EXERCISE DIRECTIONS =>
Please copy every line of the records below, requests included, and add 52 to each pixel coordinate value in the answers.
--- start TASK DATA ---
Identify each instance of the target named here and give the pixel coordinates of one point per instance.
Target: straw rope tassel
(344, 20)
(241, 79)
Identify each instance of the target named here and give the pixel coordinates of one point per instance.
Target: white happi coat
--- end TASK DATA ---
SOLUTION =>
Identify each instance of the target named here and give the pixel coordinates of one point per instance.
Target: straw rope tassel
(396, 72)
(293, 131)
Identify each instance of the target named here and give the pixel coordinates of one point per instance.
Target: white happi coat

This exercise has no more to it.